__GOAL__
Every line from the line containing "seating shown in this photo." through the final line of the data is to be printed exactly; no other line is to appear.

Source data:
---
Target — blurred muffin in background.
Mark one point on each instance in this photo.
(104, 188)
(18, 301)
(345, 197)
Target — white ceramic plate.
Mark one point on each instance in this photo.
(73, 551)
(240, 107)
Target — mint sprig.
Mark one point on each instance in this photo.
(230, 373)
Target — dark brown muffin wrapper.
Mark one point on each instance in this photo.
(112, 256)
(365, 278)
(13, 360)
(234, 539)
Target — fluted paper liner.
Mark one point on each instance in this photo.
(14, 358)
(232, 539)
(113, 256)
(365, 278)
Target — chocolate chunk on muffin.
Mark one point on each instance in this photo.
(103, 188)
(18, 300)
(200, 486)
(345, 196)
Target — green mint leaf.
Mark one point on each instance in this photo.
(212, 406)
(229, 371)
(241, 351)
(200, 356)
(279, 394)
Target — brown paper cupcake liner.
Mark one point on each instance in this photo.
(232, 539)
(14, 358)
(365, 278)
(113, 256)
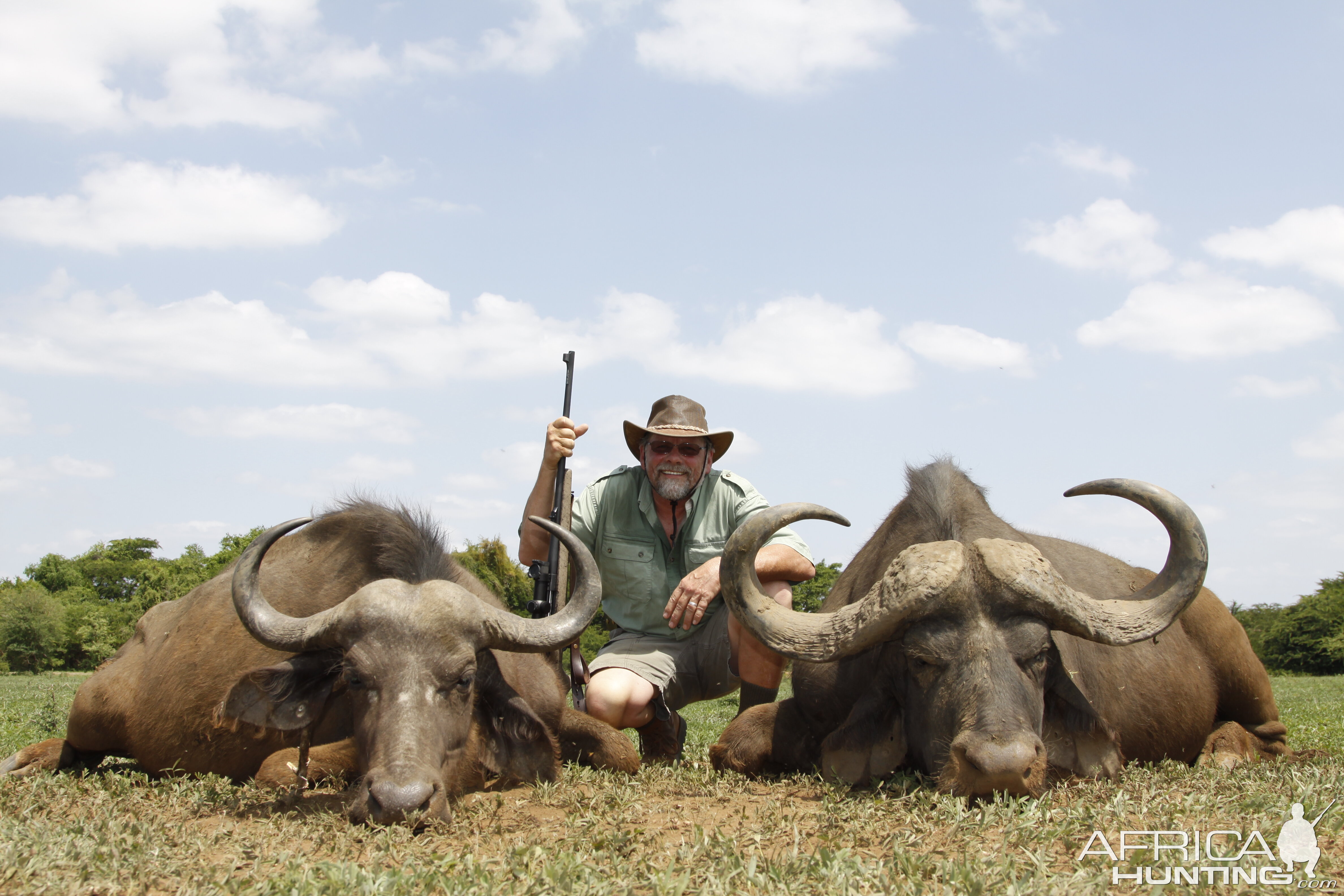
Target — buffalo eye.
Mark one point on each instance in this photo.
(462, 686)
(1037, 660)
(924, 664)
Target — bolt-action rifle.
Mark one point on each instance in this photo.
(550, 576)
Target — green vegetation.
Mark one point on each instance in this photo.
(810, 596)
(73, 613)
(1306, 637)
(662, 832)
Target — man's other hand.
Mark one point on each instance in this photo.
(560, 441)
(693, 596)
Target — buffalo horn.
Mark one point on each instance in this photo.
(269, 626)
(921, 573)
(507, 632)
(1150, 612)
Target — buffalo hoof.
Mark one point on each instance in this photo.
(48, 755)
(592, 742)
(745, 746)
(1232, 746)
(326, 764)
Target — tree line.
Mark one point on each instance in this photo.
(73, 613)
(1306, 637)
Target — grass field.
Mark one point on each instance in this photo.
(678, 831)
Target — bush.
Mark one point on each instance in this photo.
(491, 562)
(810, 596)
(1306, 637)
(30, 628)
(88, 606)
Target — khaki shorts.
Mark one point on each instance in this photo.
(687, 671)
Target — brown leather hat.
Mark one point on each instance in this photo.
(679, 417)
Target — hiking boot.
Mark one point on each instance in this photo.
(662, 741)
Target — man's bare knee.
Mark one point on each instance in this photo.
(620, 698)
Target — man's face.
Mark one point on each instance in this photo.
(673, 473)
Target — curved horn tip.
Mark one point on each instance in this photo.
(799, 511)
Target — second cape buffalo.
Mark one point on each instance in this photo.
(410, 673)
(982, 655)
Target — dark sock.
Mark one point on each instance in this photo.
(755, 696)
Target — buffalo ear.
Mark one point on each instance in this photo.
(518, 743)
(287, 696)
(1076, 735)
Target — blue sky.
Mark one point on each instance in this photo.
(257, 255)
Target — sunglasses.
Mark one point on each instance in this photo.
(685, 449)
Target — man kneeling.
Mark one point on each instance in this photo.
(658, 531)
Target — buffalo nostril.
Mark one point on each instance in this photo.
(394, 800)
(998, 758)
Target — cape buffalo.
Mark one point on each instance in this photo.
(984, 655)
(410, 675)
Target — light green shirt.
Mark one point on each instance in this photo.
(616, 519)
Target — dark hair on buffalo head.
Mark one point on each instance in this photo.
(408, 543)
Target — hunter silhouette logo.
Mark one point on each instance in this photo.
(1298, 840)
(1218, 856)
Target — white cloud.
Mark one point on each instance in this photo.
(1265, 387)
(66, 465)
(529, 46)
(314, 422)
(1209, 316)
(1093, 159)
(472, 508)
(439, 205)
(365, 468)
(517, 463)
(1328, 441)
(533, 46)
(1013, 23)
(401, 330)
(381, 174)
(772, 46)
(1111, 237)
(80, 64)
(1309, 238)
(846, 351)
(966, 350)
(181, 206)
(117, 335)
(17, 475)
(15, 418)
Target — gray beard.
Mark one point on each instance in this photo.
(673, 490)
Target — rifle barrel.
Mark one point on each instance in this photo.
(553, 558)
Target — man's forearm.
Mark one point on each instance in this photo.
(535, 542)
(781, 563)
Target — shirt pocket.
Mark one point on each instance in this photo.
(627, 570)
(702, 553)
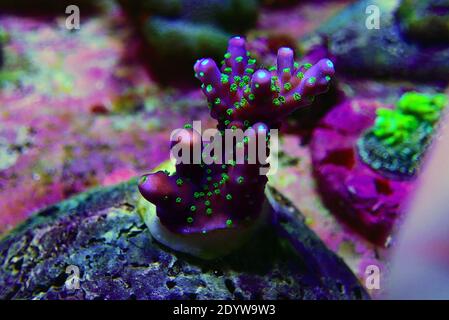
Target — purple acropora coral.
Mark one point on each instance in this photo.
(201, 198)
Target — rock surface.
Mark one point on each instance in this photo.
(101, 233)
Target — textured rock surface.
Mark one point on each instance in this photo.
(101, 233)
(383, 52)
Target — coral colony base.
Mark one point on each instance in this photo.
(208, 210)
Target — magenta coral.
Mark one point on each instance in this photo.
(202, 198)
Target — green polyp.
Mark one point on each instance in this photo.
(425, 107)
(393, 127)
(296, 96)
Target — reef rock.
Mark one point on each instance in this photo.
(365, 198)
(99, 239)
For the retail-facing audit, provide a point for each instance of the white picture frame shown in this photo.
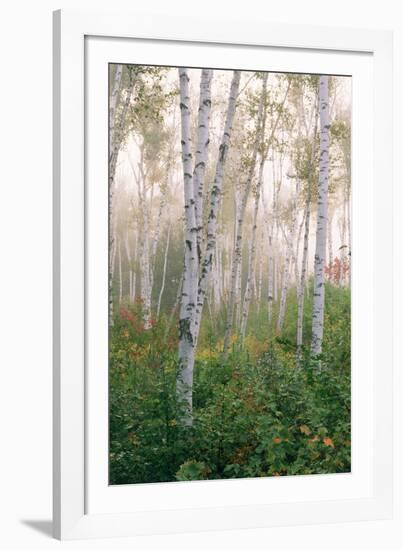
(77, 484)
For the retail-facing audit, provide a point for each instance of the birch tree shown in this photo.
(239, 227)
(321, 227)
(307, 217)
(184, 384)
(215, 201)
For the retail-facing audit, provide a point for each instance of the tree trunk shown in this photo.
(164, 272)
(239, 237)
(321, 228)
(202, 152)
(184, 383)
(304, 264)
(287, 266)
(215, 201)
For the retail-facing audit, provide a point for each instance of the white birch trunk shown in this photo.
(287, 266)
(164, 272)
(184, 385)
(301, 286)
(321, 228)
(202, 152)
(215, 201)
(252, 250)
(330, 246)
(239, 230)
(120, 273)
(304, 265)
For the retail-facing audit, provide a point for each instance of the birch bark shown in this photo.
(164, 272)
(202, 152)
(239, 229)
(184, 384)
(321, 228)
(215, 201)
(304, 264)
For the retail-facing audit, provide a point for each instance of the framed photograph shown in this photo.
(222, 293)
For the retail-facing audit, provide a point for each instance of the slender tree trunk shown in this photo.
(164, 272)
(321, 228)
(239, 236)
(129, 262)
(301, 286)
(287, 266)
(252, 251)
(120, 273)
(116, 130)
(215, 201)
(202, 152)
(184, 385)
(330, 246)
(304, 265)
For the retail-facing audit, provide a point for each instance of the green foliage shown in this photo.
(260, 413)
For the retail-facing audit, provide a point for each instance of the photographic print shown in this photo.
(229, 274)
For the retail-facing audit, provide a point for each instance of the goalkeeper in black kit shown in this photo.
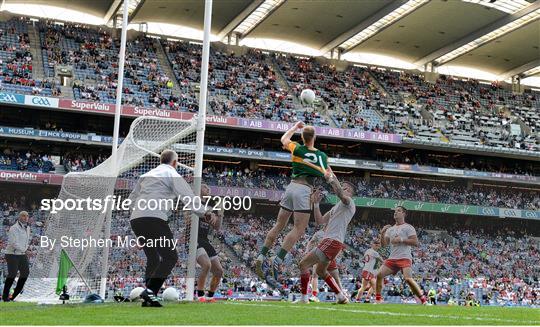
(160, 183)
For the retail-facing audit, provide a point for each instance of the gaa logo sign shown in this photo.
(4, 97)
(371, 202)
(488, 211)
(41, 101)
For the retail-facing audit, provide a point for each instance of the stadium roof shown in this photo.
(500, 37)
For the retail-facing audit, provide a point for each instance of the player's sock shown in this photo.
(263, 253)
(281, 254)
(304, 282)
(331, 282)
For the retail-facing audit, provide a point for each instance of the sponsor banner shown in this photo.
(510, 213)
(30, 177)
(390, 165)
(153, 112)
(441, 207)
(427, 169)
(488, 211)
(529, 214)
(271, 195)
(342, 161)
(11, 98)
(17, 131)
(252, 153)
(370, 164)
(450, 171)
(324, 131)
(33, 100)
(280, 155)
(86, 106)
(14, 131)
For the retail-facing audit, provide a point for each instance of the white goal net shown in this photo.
(101, 268)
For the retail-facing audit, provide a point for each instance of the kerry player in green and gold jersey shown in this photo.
(308, 163)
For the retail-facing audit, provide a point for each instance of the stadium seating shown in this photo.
(16, 61)
(25, 161)
(386, 188)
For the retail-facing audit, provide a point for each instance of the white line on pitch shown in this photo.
(390, 313)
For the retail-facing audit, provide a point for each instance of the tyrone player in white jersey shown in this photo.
(336, 220)
(312, 244)
(401, 237)
(371, 256)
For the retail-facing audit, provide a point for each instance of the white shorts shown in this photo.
(297, 198)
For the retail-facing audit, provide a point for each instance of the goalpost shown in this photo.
(138, 153)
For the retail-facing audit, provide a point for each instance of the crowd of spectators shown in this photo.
(498, 264)
(412, 189)
(25, 161)
(414, 157)
(498, 267)
(81, 162)
(16, 61)
(256, 84)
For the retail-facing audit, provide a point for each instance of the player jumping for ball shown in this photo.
(312, 244)
(336, 220)
(401, 237)
(307, 164)
(371, 256)
(207, 256)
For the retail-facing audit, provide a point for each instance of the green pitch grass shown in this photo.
(262, 313)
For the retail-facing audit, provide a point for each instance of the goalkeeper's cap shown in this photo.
(93, 298)
(168, 156)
---
__THE COMPLETED TASK__
For the retail-facing audit, provide a point for each instance of the stadium seating shown in this photo.
(16, 61)
(25, 161)
(386, 188)
For the retail-facing audit, provide a point for each instance of the white line on pitch shown in this photo.
(390, 313)
For the retail-facing audit, provide a point for each instance of the tyrone player in white jersey shown in this photo.
(336, 220)
(312, 244)
(401, 237)
(371, 256)
For the retail-facing audit, provide a point for each instance of the white shorts shown in this photo.
(297, 198)
For the retail-facing audit, provide a point for each instance of the goalpost shown in this photo.
(138, 153)
For the retail-facing audit, provide a point for each instance of the crowd of spectators shown in this photo.
(498, 264)
(412, 189)
(25, 161)
(414, 157)
(498, 267)
(81, 162)
(16, 61)
(256, 84)
For the retail-facing audit, provide a point for each instance of the player jumping for ball shown in this photo.
(312, 244)
(336, 220)
(401, 237)
(307, 164)
(371, 256)
(207, 256)
For the retail-facing audit, provide a point for each instance of the green pitch grass shown in this photo.
(262, 313)
For the retail-facing audit, provide a point for each instance of the goalkeeper's cap shown in this photo.
(93, 298)
(168, 156)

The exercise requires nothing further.